Also, Josh, will you be coming to the Toronto Open Fall 2008? (Check canadiancubing.com for more info)


----------



## ThePizzaGuy92 (Oct 4, 2008)

i wonder why they do not have black edison 3x3x3s, i probably will not order from them until they carry black edisons and/or void cubes


----------



## Unknown.soul (Oct 4, 2008)

The Void cube should be available at Torito later this month. Not sure about the Edison 3x3s.


----------



## llamapuzzle (Oct 5, 2008)

Have people gotten their cubes yet? I want to make sure Tribox actually has a reputation before I order from them.


----------



## Unknown.soul (Oct 5, 2008)

Erik said:


> My goods are shipped now, I'll receive them in about 3 days!
> Joycubes


That was posted 3 days ago, so he should get them by tomorrow (or he's busy playing with them and decided not to tell us )


----------



## 4Chan (Oct 5, 2008)

I was told 4 days, and i ordered around the same time as Erik...
But since I dont get mail on Sundays.. it should come Monday for me...


----------



## masterofthebass (Oct 5, 2008)

The reason they don't have regular edison 3x3s, is because whoever is ordering these is getting them from cubenjoy.com, not onhobby. Onhobby doesn't have joy cubes, and cubenjoy doesn't have edisons.
--------------------------------------------------
_What to work on:_
A. Answer these questions using the forum thread about ordering cubes:
(i) According to Unknown.soul, when should the Void cube be available at Torito?
(ii) How many days was 4Chan told delivery would take?
(iii) Which site, according to masterofthebass, doesn't have joy cubes?
B. In the records, copy the lines starting at the one that has "det: sunlit leaf pile" and ending after the one that has "317,263 -> 365,306". Leave out the pictures.

Bounding box annotation entries
--------------------------------------------------
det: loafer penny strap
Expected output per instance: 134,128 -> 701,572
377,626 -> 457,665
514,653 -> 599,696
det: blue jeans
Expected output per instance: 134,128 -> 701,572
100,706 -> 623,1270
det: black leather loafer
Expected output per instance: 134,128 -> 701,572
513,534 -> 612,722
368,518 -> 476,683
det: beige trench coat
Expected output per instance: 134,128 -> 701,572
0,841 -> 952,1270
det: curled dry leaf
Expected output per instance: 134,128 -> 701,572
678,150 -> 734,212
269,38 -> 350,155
--------------------------------------------------
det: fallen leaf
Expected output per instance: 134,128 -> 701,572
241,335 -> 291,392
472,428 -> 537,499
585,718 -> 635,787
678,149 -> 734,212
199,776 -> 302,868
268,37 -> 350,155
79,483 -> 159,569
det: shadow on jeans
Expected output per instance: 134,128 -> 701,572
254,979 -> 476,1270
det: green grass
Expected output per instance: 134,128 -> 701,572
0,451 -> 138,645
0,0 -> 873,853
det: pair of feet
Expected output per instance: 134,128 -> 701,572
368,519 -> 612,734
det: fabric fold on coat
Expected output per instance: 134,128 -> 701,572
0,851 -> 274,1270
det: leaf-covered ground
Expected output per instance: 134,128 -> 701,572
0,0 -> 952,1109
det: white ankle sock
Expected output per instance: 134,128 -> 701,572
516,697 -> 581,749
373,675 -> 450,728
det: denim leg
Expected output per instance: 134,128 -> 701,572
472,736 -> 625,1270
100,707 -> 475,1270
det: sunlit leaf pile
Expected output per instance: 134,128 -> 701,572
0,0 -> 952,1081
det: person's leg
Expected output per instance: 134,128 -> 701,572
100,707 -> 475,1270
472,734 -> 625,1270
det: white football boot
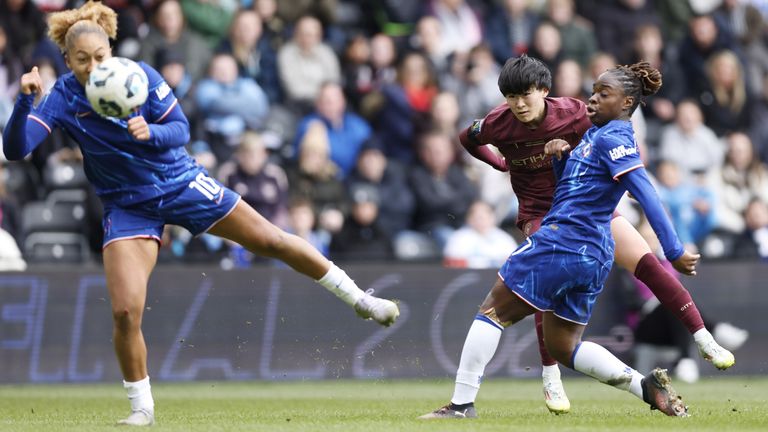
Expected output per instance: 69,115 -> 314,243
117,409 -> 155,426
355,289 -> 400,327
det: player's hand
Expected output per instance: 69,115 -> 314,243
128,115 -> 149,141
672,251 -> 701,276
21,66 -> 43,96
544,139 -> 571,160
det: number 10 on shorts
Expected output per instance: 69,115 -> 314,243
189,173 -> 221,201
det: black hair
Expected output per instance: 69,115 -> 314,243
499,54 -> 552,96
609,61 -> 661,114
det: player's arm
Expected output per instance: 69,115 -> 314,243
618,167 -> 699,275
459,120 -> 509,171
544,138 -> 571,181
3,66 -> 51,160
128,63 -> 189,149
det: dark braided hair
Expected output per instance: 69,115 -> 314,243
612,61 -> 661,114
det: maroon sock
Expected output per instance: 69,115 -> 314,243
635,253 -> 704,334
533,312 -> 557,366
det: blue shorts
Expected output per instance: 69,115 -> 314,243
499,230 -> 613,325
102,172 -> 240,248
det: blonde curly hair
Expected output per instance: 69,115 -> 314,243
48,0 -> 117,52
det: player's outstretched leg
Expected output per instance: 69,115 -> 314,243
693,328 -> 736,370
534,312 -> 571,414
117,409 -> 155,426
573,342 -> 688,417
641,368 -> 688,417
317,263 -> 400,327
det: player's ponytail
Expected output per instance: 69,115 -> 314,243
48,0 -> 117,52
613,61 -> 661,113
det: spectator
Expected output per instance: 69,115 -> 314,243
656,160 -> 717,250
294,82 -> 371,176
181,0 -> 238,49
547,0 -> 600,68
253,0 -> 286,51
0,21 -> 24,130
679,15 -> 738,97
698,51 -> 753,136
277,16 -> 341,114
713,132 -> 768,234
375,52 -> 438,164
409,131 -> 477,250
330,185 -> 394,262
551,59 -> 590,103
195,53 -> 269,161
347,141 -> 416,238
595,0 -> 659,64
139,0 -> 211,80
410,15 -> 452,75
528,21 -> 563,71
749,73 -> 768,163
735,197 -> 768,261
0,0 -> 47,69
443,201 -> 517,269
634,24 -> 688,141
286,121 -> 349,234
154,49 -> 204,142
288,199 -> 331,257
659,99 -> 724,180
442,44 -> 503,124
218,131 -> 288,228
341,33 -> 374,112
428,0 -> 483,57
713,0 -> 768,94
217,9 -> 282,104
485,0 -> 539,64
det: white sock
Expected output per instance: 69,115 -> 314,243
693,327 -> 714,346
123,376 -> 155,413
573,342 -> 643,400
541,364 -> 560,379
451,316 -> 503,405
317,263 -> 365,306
--------------------------------------------------
_Per-task outputs:_
A.
(i) Later this month.
(ii) 4 days.
(iii) Onhobby.

B.
det: sunlit leaf pile
Expected output per instance: 134,128 -> 701,572
0,0 -> 952,1081
det: person's leg
Expected output per instance: 134,128 -> 701,572
100,707 -> 475,1270
472,734 -> 625,1270
det: white football boot
Expected output per instance: 69,115 -> 314,243
117,409 -> 155,426
355,289 -> 400,327
det: player's hand
Expected output per instance: 69,115 -> 314,243
128,115 -> 149,141
672,251 -> 701,276
21,66 -> 43,96
544,139 -> 571,160
det: number 10 on shorts
Expected output per instance: 69,115 -> 314,243
189,173 -> 221,201
det: black hair
Expected output per instance: 69,115 -> 314,243
499,54 -> 552,96
609,61 -> 661,114
det: player's arm
Expected output per instance: 69,115 -> 314,243
618,167 -> 699,275
459,120 -> 509,171
544,138 -> 571,181
3,66 -> 51,160
128,63 -> 189,149
det: dark braided hair
Expected output per instance: 69,115 -> 314,243
612,61 -> 661,114
det: maroon sock
Expected output per instance: 69,115 -> 314,243
635,253 -> 704,334
533,312 -> 557,366
det: blue shorts
Expected output per instance: 69,115 -> 314,243
499,230 -> 613,325
102,172 -> 240,248
det: blonde curly hair
Expected output per instance: 69,115 -> 314,243
48,0 -> 117,52
det: player's outstretched leg
Expected output per instance: 69,115 -> 314,243
693,328 -> 736,370
534,312 -> 571,414
117,409 -> 155,426
573,342 -> 688,417
641,368 -> 688,417
317,263 -> 400,327
det: player's ponytail
Expected output per instance: 69,115 -> 314,243
48,0 -> 117,52
613,61 -> 661,113
det: spectator
Expected output per instance: 69,115 -> 314,243
656,160 -> 717,250
294,82 -> 371,176
181,0 -> 238,49
547,0 -> 600,68
253,0 -> 286,51
0,21 -> 24,130
679,15 -> 738,97
698,51 -> 753,136
277,16 -> 341,114
713,132 -> 768,234
375,52 -> 438,164
409,131 -> 477,250
330,185 -> 394,262
551,59 -> 590,103
195,53 -> 269,161
347,141 -> 416,238
595,0 -> 659,64
139,0 -> 211,80
410,15 -> 452,75
528,21 -> 563,71
749,73 -> 768,163
735,197 -> 768,261
0,0 -> 47,69
443,201 -> 517,269
634,24 -> 688,141
286,121 -> 349,234
154,49 -> 204,142
288,199 -> 331,257
659,99 -> 724,180
442,44 -> 503,124
218,131 -> 288,228
341,33 -> 374,112
428,0 -> 483,57
713,0 -> 768,94
217,9 -> 282,104
485,0 -> 539,64
det: white sock
Expected output per instance: 69,115 -> 314,243
693,327 -> 714,346
123,376 -> 155,413
573,342 -> 643,400
541,364 -> 560,379
451,316 -> 503,405
317,263 -> 365,306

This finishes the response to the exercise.